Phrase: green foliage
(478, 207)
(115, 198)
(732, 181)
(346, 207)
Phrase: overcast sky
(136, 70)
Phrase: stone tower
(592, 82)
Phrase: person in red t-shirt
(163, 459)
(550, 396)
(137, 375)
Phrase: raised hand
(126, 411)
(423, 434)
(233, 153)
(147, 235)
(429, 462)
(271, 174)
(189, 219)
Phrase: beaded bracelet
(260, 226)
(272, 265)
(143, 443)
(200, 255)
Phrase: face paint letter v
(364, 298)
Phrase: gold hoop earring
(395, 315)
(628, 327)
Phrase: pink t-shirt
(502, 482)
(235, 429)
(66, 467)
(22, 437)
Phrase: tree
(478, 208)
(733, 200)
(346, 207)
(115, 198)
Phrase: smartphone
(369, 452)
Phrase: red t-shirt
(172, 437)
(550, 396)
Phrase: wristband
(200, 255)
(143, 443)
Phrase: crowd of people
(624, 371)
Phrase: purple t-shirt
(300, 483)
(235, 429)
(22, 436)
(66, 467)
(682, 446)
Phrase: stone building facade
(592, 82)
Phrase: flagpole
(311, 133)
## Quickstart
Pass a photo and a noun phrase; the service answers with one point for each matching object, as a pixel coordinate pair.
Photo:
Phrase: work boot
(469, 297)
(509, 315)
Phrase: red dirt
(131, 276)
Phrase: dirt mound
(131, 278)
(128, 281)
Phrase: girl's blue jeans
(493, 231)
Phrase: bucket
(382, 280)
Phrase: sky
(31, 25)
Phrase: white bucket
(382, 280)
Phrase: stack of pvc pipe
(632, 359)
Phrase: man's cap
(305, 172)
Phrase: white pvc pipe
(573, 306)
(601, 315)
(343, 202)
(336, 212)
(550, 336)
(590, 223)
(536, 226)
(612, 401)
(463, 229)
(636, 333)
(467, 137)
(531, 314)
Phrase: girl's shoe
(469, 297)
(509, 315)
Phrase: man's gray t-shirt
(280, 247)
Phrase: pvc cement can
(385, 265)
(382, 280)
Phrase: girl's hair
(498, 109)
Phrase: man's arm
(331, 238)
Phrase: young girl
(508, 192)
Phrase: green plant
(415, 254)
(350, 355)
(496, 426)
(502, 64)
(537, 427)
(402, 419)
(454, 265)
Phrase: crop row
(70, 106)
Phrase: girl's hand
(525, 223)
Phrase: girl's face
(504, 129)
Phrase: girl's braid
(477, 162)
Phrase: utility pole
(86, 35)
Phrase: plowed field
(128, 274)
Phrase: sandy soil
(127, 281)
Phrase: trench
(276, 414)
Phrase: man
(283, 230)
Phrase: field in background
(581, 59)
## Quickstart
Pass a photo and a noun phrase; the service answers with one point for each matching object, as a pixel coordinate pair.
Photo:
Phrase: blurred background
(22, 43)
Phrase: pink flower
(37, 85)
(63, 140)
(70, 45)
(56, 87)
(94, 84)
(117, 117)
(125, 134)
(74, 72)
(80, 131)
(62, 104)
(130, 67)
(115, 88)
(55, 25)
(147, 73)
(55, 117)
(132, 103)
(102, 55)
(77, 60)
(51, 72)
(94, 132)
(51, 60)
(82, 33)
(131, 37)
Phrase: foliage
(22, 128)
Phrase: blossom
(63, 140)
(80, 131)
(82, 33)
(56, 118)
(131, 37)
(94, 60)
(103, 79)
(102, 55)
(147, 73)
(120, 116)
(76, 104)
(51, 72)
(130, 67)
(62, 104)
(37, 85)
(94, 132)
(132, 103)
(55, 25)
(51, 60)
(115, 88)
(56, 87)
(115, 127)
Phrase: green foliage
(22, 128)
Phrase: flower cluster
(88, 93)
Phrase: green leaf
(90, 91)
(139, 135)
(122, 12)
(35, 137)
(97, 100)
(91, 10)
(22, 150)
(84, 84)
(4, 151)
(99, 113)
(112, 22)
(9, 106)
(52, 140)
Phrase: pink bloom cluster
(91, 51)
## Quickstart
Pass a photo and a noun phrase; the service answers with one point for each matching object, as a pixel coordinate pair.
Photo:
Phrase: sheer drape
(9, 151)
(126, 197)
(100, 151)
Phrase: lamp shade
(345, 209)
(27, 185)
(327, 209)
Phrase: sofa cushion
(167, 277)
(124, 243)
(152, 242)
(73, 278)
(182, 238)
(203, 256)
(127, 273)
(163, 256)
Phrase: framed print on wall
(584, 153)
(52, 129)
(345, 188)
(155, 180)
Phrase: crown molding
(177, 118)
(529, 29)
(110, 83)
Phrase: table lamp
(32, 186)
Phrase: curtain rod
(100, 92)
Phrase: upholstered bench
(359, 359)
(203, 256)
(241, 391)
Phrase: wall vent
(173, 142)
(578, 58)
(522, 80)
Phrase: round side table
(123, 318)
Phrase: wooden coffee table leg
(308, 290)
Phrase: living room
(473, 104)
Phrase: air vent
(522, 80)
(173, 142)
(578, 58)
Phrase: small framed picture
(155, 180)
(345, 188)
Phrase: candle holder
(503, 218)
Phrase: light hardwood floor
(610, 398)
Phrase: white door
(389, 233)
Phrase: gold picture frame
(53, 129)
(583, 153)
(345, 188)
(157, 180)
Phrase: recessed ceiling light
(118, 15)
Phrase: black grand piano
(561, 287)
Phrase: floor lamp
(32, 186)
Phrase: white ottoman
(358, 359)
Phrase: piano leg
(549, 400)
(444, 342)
________________________________________
- _What is needed_
Please reproduce the lines from the one with "Phrase: white door" through the end, swapping "white" for "ivory" and leaving everything else unchanged.

- _Complete response_
Phrase: ivory door
(389, 233)
Phrase: gold picture frame
(53, 129)
(583, 153)
(345, 188)
(157, 180)
Phrase: recessed ceiling light
(118, 15)
Phrase: black grand piano
(561, 287)
Phrase: floor lamp
(32, 186)
Phrase: ivory ottoman
(358, 359)
Phrase: piano leg
(549, 400)
(444, 342)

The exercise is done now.